━━━ Provided data

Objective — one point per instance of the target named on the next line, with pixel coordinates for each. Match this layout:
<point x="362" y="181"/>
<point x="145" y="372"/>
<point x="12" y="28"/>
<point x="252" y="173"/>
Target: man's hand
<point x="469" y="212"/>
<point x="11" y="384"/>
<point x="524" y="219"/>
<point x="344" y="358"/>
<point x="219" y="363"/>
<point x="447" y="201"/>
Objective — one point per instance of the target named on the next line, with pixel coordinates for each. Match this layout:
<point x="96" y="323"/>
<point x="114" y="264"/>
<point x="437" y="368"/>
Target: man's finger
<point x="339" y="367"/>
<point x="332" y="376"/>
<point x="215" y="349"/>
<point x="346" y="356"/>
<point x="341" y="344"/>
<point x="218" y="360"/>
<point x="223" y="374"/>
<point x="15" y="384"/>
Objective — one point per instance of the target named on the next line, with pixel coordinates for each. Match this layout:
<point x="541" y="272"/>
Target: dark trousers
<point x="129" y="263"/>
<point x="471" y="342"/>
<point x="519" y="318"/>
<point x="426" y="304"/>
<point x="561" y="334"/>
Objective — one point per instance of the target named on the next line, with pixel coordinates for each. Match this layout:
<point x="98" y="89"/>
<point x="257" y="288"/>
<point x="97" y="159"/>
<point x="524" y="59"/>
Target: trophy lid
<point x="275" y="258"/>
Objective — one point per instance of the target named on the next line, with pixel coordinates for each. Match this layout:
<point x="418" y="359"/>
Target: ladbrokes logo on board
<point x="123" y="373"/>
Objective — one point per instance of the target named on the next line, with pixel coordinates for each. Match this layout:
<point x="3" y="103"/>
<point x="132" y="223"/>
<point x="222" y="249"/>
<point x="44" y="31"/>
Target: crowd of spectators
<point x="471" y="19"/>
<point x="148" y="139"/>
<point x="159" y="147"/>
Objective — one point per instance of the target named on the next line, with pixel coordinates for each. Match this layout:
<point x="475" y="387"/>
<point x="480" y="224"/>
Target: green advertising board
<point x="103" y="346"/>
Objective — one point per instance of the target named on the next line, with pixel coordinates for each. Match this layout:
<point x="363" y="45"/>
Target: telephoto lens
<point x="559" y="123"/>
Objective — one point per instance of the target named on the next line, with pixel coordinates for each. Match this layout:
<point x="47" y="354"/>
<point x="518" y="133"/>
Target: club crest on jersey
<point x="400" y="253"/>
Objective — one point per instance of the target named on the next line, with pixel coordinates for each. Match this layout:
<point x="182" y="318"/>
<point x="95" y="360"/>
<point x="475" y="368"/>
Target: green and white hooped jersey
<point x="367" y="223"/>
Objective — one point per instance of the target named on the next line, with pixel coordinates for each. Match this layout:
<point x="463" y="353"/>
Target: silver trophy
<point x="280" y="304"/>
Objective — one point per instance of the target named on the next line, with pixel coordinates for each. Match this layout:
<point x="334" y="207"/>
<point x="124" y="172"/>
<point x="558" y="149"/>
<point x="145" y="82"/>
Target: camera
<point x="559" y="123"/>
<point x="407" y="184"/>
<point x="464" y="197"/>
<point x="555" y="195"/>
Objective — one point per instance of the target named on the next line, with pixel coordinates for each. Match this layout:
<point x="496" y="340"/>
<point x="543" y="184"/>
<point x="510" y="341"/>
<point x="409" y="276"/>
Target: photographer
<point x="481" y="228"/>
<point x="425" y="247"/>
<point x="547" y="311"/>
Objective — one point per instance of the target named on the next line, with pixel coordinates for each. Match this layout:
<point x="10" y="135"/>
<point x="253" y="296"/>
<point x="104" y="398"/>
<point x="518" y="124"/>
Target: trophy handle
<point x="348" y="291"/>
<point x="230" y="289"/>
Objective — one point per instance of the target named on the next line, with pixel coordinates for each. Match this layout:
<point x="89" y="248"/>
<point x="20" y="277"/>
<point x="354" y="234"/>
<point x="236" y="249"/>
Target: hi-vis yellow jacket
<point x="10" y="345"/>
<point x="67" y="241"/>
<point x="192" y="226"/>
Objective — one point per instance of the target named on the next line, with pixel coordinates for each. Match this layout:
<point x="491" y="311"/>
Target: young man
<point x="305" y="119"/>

━━━━━━

__Exercise instructions__
The records above should be restated word for word, please.

__Solution for this exercise__
Objective — one point per instance of the target named on the next line, with pixel coordinates for each. Match this layout:
<point x="362" y="181"/>
<point x="145" y="372"/>
<point x="12" y="28"/>
<point x="252" y="173"/>
Target: man's hand
<point x="469" y="212"/>
<point x="11" y="384"/>
<point x="524" y="219"/>
<point x="344" y="358"/>
<point x="219" y="363"/>
<point x="447" y="201"/>
Objective — one point per instance of the target named on the next line, with pixel coordinates for each. Match this layout:
<point x="96" y="323"/>
<point x="114" y="264"/>
<point x="437" y="368"/>
Target: man's finger
<point x="339" y="367"/>
<point x="332" y="376"/>
<point x="215" y="349"/>
<point x="346" y="356"/>
<point x="341" y="344"/>
<point x="218" y="360"/>
<point x="223" y="374"/>
<point x="15" y="384"/>
Objective — one point per instance of the target named on the next line, with pixel coordinates for each. Match this layout:
<point x="541" y="272"/>
Target: dark trousers
<point x="129" y="263"/>
<point x="471" y="342"/>
<point x="519" y="318"/>
<point x="426" y="304"/>
<point x="561" y="334"/>
Objective — one point per instance of the target named on the next line, with pixel coordinates for each. Match this layout:
<point x="98" y="89"/>
<point x="257" y="288"/>
<point x="97" y="159"/>
<point x="524" y="59"/>
Target: trophy lid
<point x="275" y="258"/>
Objective — one point per instance of the target named on the next line, with pixel coordinates for each. Match this layout:
<point x="418" y="359"/>
Target: ladbrokes logo on board
<point x="123" y="373"/>
Objective — one point per instance of the target named on the next line, with pixel coordinates for each. Match this layout:
<point x="3" y="103"/>
<point x="132" y="223"/>
<point x="222" y="249"/>
<point x="44" y="31"/>
Target: crowd of spectators
<point x="471" y="19"/>
<point x="148" y="139"/>
<point x="159" y="147"/>
Objective — one point per instance of the target named on the next line, with pixel coordinates for each. Match this layout:
<point x="475" y="387"/>
<point x="480" y="224"/>
Target: green advertising board
<point x="103" y="346"/>
Objective — one point per instance of the target named on the next line, with pixel coordinates for each. Match this layout:
<point x="363" y="45"/>
Target: telephoto lens
<point x="559" y="123"/>
Objective — one point per instance of the target named on the next line, with pixel coordinates for each. Match this layout:
<point x="47" y="354"/>
<point x="518" y="133"/>
Target: club crest on jersey
<point x="400" y="253"/>
Objective — one point per instance of the target named on the next line, with pixel coordinates for each. Match this layout:
<point x="182" y="318"/>
<point x="95" y="360"/>
<point x="475" y="368"/>
Target: green and white hooped jersey
<point x="367" y="223"/>
Objective — one point per instance of the target named on the next line, with pixel coordinates for each. Match this layout:
<point x="463" y="353"/>
Target: silver trophy
<point x="280" y="304"/>
Objective — one point per instance of the target named on the next line, with pixel coordinates for each. Match this layout:
<point x="334" y="207"/>
<point x="124" y="172"/>
<point x="558" y="149"/>
<point x="145" y="82"/>
Target: camera
<point x="559" y="123"/>
<point x="407" y="184"/>
<point x="464" y="197"/>
<point x="555" y="195"/>
Objective — one point per instance of the target named on the next line, with pixel coordinates for each. Match this layout:
<point x="496" y="340"/>
<point x="543" y="184"/>
<point x="510" y="341"/>
<point x="409" y="276"/>
Target: photographer
<point x="481" y="228"/>
<point x="425" y="247"/>
<point x="547" y="311"/>
Objective — one point per instance of the target named on the next line, with pixel coordinates for each. Match this layout:
<point x="10" y="135"/>
<point x="253" y="296"/>
<point x="104" y="398"/>
<point x="518" y="124"/>
Target: trophy handle
<point x="348" y="291"/>
<point x="230" y="289"/>
Objective — one point per instance of the target named on the next line, with pixel coordinates for each. Match this layout:
<point x="89" y="248"/>
<point x="20" y="277"/>
<point x="354" y="234"/>
<point x="236" y="249"/>
Target: hi-vis yellow jacket
<point x="10" y="345"/>
<point x="67" y="241"/>
<point x="192" y="226"/>
Objective — one point per instance of the target named on the next line, with pixel coordinates for each. Match this layout:
<point x="491" y="311"/>
Target: young man
<point x="305" y="119"/>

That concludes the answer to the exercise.